Short problem 1 =
Extract the listing that follows the time-correction notebook, reproducing each of its lines without change and leaving out the pictures.

# Time correction
The item times can be erroneous or missing. This is further compounded by some files containing multiple items. The previous analysis (StandardiseDataAccess.ipynb) relied on knowing which items belonged to files that contained multiple items. This is not a very reliable metric. Therefore in this analysis we do not differentiate based on compound files.

The issue appears to be that when an item is a completely contained in a file the start and end times seem to be nonsense - other than their difference is the duration. However, when there are multiple items in the one file the start and end times are used. When an item is the first then the start is commonly NaN.

In [1]:
import pandas as pd
import numpy as np
import os
import sys
from pathlib import Path
import requests
import json


## Gain Input Data



In [2]:
# Now read in the description of the input and remove the unwanted columns and rename the rest to be python attribute names.

items = pd.read_csv("../../data/items_with_records_with_voxgrn_files.csv")

Short problem 2 =
Copy everything in the time-correction notebook from "# Time correction" down to "on compound files.", word for word.

Data to use =

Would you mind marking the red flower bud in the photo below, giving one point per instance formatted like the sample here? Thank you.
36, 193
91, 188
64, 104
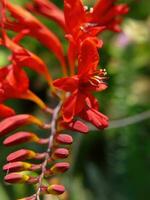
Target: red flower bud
16, 178
63, 139
17, 166
20, 155
60, 167
55, 189
20, 137
16, 121
60, 153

Complete response 1 =
Would you mind marking the red flower bud in the photo below, giving one point per instance formatted like the sample here? Thank you.
36, 193
91, 188
64, 104
Target: red flower bud
16, 178
63, 139
17, 166
20, 155
60, 167
55, 189
20, 137
16, 121
60, 153

Complete response 2 =
# Time correction
The item times can be erroneous or missing. This is further compounded by some files containing multiple items. The previous analysis (StandardiseDataAccess.ipynb) relied on knowing which items belonged to files that contained multiple items. This is not a very reliable metric. Therefore in this analysis we do not differentiate based on compound files.